### Given data
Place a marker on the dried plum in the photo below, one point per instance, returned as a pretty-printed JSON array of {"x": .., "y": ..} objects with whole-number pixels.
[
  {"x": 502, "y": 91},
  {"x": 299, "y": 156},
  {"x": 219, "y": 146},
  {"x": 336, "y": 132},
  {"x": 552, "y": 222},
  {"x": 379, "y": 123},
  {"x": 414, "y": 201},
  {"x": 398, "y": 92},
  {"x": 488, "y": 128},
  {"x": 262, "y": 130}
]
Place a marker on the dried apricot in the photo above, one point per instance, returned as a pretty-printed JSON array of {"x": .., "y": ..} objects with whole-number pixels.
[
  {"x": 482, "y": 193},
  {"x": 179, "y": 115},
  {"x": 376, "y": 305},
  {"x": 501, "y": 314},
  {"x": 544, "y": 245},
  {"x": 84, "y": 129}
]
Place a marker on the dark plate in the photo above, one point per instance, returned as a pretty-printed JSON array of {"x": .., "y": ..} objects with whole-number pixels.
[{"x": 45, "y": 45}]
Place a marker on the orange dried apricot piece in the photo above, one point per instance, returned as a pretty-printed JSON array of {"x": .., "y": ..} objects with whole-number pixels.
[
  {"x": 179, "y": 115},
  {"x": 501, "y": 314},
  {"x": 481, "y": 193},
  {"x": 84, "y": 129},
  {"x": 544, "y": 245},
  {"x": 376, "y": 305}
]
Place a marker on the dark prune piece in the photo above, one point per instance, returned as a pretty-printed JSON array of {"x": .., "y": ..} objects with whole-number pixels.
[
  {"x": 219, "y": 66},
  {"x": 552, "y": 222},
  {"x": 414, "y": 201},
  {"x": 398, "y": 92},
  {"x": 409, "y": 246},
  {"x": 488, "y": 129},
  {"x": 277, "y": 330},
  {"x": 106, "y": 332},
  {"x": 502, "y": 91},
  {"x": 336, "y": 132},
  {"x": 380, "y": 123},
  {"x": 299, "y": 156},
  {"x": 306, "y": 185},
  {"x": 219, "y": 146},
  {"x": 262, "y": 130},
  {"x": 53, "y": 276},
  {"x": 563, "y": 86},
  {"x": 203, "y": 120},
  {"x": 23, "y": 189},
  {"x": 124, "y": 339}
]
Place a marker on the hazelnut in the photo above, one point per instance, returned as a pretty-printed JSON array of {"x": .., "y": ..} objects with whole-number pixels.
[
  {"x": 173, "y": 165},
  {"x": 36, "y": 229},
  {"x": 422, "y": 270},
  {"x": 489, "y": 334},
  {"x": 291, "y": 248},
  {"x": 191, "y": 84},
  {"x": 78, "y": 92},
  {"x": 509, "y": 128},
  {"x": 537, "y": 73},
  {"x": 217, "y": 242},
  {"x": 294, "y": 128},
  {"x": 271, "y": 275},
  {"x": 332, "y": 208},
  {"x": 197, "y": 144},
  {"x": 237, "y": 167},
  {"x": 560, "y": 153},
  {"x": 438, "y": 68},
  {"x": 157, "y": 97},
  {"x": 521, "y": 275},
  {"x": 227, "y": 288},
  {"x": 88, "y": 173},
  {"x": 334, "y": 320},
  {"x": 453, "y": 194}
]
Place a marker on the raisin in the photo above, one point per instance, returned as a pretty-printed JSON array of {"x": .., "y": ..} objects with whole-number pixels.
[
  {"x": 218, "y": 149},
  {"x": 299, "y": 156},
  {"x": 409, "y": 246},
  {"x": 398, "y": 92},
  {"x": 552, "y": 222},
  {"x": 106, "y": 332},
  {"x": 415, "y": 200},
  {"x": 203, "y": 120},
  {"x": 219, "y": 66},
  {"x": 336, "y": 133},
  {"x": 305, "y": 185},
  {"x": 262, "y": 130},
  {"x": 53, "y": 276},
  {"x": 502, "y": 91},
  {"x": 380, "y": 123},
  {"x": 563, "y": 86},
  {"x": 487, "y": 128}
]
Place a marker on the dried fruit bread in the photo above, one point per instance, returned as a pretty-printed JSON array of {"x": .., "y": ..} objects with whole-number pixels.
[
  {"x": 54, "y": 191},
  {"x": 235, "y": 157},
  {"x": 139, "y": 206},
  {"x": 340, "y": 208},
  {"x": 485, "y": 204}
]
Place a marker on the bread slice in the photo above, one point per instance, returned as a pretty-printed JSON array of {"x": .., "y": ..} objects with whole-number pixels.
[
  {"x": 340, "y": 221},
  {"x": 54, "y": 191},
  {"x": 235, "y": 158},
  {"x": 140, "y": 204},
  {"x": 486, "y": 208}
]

### Short task
Output everything from the line containing "Place a marker on the bread" down to the last line of the items as a numbered list, one line per entry, leaving out any blank lines.

### Written answer
1. Place a marker on the bread slice in the photo above, one point per instance, returned as a pretty-printed JSON array of {"x": .., "y": ..} objects with whole-number pixels.
2. [
3.   {"x": 340, "y": 221},
4.   {"x": 54, "y": 191},
5.   {"x": 235, "y": 158},
6.   {"x": 140, "y": 204},
7.   {"x": 486, "y": 208}
8. ]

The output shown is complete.